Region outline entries
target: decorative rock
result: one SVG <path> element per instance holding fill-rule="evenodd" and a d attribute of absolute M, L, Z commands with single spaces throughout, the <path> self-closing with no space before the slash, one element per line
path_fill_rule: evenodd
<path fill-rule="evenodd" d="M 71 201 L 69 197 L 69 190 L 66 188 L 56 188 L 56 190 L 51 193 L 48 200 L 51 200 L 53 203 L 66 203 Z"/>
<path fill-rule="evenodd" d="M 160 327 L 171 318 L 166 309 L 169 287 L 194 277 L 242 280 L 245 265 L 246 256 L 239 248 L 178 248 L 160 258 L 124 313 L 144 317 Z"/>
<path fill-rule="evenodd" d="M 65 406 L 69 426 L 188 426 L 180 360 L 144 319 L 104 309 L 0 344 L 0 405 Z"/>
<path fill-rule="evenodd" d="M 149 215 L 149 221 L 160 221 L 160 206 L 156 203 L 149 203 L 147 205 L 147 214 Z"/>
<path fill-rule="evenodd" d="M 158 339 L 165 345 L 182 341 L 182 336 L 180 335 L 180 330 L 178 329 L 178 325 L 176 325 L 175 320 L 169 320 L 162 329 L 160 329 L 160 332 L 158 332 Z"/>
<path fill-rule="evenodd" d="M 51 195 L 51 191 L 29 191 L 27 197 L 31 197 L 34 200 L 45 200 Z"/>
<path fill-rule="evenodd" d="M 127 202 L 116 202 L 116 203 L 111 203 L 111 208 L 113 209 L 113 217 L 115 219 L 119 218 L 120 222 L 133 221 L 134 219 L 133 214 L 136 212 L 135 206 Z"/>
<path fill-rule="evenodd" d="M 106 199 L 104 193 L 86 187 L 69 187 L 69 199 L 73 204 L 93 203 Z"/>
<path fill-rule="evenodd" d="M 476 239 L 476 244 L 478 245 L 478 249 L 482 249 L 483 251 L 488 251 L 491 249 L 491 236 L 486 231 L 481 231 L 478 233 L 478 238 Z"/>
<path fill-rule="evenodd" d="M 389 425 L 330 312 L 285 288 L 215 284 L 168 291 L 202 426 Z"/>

## WHAT YOU ARE ASKED TO DO
Lay out the entries as a Markdown table with the columns "Row" and "Line," starting with the first line and going on through the line with "result: one SVG". Number each row and leave out blank lines.

## EXPECTED OUTPUT
| Row | Line |
|---|---|
| 1 | target: decorative rock |
| 2 | result: one SVG <path> element per instance holding fill-rule="evenodd" and a d attribute of absolute M, L, Z commands with single spaces throughout, the <path> self-closing with no space before the slash, one element per line |